WORK ORDER - Could you reproduce the entries exactly, omitting every picture?

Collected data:
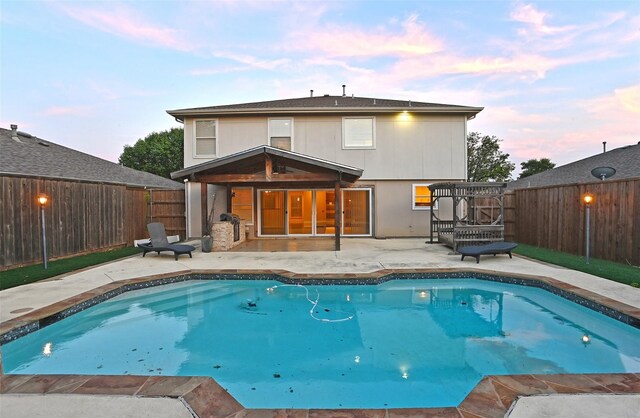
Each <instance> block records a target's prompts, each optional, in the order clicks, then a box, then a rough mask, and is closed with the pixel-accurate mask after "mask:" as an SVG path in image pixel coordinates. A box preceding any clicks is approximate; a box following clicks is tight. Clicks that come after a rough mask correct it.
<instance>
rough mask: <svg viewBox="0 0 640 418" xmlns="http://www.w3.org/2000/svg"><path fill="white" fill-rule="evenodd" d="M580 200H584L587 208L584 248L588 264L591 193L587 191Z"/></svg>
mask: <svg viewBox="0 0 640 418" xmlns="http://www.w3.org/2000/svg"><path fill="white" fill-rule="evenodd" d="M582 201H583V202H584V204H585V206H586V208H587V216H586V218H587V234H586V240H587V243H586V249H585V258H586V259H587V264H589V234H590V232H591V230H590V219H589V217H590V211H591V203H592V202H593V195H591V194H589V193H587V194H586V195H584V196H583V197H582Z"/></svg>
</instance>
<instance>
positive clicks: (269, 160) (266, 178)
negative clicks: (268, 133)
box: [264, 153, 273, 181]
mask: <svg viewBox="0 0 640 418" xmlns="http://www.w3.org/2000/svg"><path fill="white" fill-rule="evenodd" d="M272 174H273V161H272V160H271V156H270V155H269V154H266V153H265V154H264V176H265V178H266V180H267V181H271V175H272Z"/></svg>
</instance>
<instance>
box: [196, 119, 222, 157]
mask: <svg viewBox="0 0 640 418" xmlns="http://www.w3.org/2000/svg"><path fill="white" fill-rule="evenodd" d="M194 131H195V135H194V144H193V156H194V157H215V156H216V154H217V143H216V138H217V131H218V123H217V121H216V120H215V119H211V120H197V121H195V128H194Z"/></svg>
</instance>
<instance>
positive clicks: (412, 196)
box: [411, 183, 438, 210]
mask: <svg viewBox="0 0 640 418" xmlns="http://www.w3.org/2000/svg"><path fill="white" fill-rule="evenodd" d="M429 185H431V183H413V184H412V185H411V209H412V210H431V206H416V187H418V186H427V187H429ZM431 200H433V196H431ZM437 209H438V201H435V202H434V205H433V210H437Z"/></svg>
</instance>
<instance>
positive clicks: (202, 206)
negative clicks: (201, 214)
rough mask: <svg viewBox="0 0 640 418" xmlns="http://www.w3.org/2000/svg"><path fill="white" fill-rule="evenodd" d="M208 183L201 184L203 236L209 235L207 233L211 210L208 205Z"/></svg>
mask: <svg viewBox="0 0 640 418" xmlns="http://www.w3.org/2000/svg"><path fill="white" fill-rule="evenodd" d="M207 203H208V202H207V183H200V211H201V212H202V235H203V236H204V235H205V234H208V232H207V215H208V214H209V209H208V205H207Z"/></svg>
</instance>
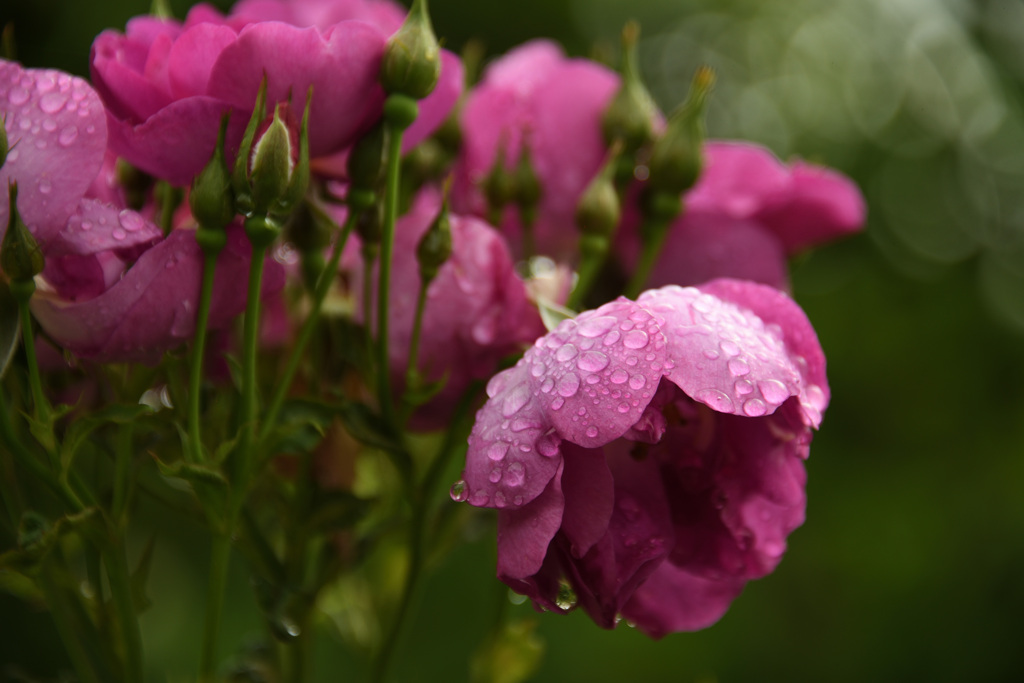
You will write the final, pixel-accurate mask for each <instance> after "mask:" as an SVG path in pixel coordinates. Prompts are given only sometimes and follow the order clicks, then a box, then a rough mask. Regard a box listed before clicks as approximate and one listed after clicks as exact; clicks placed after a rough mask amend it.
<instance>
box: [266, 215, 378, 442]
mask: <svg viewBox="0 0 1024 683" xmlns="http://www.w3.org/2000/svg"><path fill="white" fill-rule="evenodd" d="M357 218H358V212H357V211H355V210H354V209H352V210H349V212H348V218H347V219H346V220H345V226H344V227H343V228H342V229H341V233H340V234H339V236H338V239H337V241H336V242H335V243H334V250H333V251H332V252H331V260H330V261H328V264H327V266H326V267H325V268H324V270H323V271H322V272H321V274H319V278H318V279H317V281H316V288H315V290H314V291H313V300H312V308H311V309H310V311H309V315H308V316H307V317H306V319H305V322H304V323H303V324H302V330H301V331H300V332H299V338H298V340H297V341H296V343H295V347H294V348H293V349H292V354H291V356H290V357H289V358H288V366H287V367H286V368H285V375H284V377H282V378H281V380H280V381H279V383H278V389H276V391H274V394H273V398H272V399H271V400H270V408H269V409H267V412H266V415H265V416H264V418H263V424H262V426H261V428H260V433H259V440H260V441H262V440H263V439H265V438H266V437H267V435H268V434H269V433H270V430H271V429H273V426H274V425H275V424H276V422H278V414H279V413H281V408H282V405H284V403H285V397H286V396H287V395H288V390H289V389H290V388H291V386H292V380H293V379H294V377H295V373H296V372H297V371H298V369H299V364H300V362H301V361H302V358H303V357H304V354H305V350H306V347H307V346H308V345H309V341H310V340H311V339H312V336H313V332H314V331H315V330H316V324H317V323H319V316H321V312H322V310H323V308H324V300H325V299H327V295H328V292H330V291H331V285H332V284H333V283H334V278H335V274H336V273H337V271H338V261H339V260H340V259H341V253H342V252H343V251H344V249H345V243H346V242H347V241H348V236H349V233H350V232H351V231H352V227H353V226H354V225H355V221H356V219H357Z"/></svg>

SOLVED PROBLEM -
Each <instance> block records a target's prompts, each optional, in the order clicks, then a box, then a rough mask, and is closed with the pixel-accurate mask after "mask:" as an SVG path in image pixel coordinates. A box preceding any clicks is approximate; a box following clicks is tight. Clicks that come after a rough mask correct it.
<instance>
rough mask: <svg viewBox="0 0 640 418" xmlns="http://www.w3.org/2000/svg"><path fill="white" fill-rule="evenodd" d="M580 200H584L587 208L584 248L588 264L591 193L587 191Z"/></svg>
mask: <svg viewBox="0 0 640 418" xmlns="http://www.w3.org/2000/svg"><path fill="white" fill-rule="evenodd" d="M582 201H583V202H584V204H585V206H586V208H587V216H586V218H587V234H586V240H587V243H586V249H585V258H586V259H587V264H589V234H590V232H591V230H590V219H589V217H590V211H591V203H592V202H593V195H591V194H589V193H587V194H586V195H584V196H583V197H582Z"/></svg>
</instance>
<instance>
positive clicks: (269, 160) (266, 178)
negative clicks: (268, 133)
box: [264, 153, 273, 181]
mask: <svg viewBox="0 0 640 418" xmlns="http://www.w3.org/2000/svg"><path fill="white" fill-rule="evenodd" d="M272 174H273V161H272V160H271V156H270V155H269V154H266V153H265V154H264V176H265V178H266V180H267V181H271V175H272Z"/></svg>
</instance>
<instance>
box: [196, 119, 222, 157]
mask: <svg viewBox="0 0 640 418" xmlns="http://www.w3.org/2000/svg"><path fill="white" fill-rule="evenodd" d="M194 131H195V135H194V144H193V156H194V157H215V156H216V154H217V143H216V138H217V131H218V123H217V121H216V120H215V119H211V120H197V121H195V128H194Z"/></svg>
</instance>
<instance>
positive clicks: (412, 196)
box: [411, 183, 438, 210]
mask: <svg viewBox="0 0 640 418" xmlns="http://www.w3.org/2000/svg"><path fill="white" fill-rule="evenodd" d="M429 185H431V183H413V184H412V185H411V209H412V210H431V206H416V187H418V186H427V187H429ZM431 200H433V196H431ZM437 209H438V201H435V202H434V205H433V210H437Z"/></svg>
</instance>
<instance>
positive clicks: (202, 206)
negative clicks: (201, 214)
rough mask: <svg viewBox="0 0 640 418" xmlns="http://www.w3.org/2000/svg"><path fill="white" fill-rule="evenodd" d="M208 183L201 184L203 236L209 235L207 233L211 210L208 205Z"/></svg>
mask: <svg viewBox="0 0 640 418" xmlns="http://www.w3.org/2000/svg"><path fill="white" fill-rule="evenodd" d="M207 203H208V202H207V183H200V211H201V212H202V235H203V236H204V235H205V234H208V232H207V215H208V214H209V209H208V205H207Z"/></svg>
</instance>
You will write the final, pixel-accurate mask for each <instance> after "mask:" as an SVG path in pixel coordinates. Prompts are given only sometimes and follow the order clicks, then a box, then a rough mask. Regard a box listed before clicks as approximate and one listed after clicks as exact; clicks placed after a rough mask amend it.
<instance>
box: [266, 215, 378, 442]
mask: <svg viewBox="0 0 1024 683" xmlns="http://www.w3.org/2000/svg"><path fill="white" fill-rule="evenodd" d="M357 218H358V212H357V211H355V210H354V209H352V210H349V212H348V218H347V219H346V220H345V226H344V227H343V228H342V229H341V233H340V234H339V236H338V239H337V241H336V242H335V243H334V250H333V251H332V252H331V260H330V261H328V264H327V266H326V267H325V268H324V270H323V271H322V272H321V274H319V278H318V279H317V281H316V288H315V290H314V291H313V300H312V308H311V309H310V311H309V315H308V316H307V317H306V319H305V322H304V323H303V324H302V330H301V331H300V332H299V338H298V340H297V341H296V343H295V347H294V348H293V349H292V354H291V356H290V357H289V358H288V366H287V367H286V368H285V375H284V377H282V378H281V380H280V381H279V383H278V389H276V391H274V394H273V398H272V399H271V400H270V408H269V409H267V412H266V415H265V416H264V418H263V424H262V426H261V428H260V433H259V440H260V441H262V440H263V439H265V438H266V437H267V435H268V434H269V433H270V430H271V429H273V426H274V425H275V424H276V422H278V414H279V413H281V408H282V405H284V403H285V397H286V396H287V395H288V390H289V389H290V388H291V386H292V380H293V379H294V377H295V373H296V372H297V371H298V369H299V364H300V362H301V361H302V358H303V357H304V354H305V350H306V347H307V346H308V345H309V341H310V340H311V339H312V336H313V332H314V331H315V330H316V324H317V323H319V316H321V312H322V310H323V308H324V300H325V299H327V295H328V292H330V291H331V285H332V284H333V283H334V278H335V274H336V273H337V271H338V261H339V260H340V259H341V253H342V252H343V251H344V249H345V243H346V242H347V241H348V236H349V233H350V232H351V231H352V227H353V226H354V225H355V221H356V219H357Z"/></svg>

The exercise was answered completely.